What is expected
Could you write out the rows below word for word, leaving the pictures out?

[Start of Data extract]

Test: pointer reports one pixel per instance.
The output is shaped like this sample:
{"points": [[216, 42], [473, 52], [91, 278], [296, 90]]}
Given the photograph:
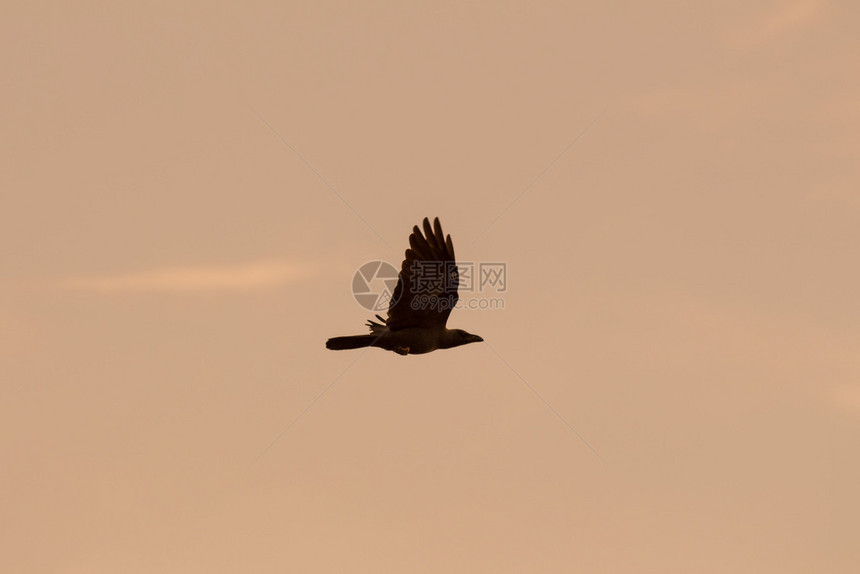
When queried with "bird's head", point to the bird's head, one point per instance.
{"points": [[461, 337]]}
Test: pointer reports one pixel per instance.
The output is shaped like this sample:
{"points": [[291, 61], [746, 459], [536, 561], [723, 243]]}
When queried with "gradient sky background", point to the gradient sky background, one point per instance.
{"points": [[683, 287]]}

[End of Data extract]

Exercise answer
Test: pointer reports one pixel per instance.
The output is shaped like this sample:
{"points": [[216, 42], [473, 52], [91, 278], [296, 90]]}
Given the photograph:
When queried with "bird's head", point to the bird's head, one point per instance.
{"points": [[461, 337]]}
Test: pointer reports one pixel per instance.
The output is shaped like this sample:
{"points": [[291, 61], [746, 459], [536, 561], [723, 243]]}
When queried with "gradient sky background", point to the gradient sky background, one point per instance.
{"points": [[683, 287]]}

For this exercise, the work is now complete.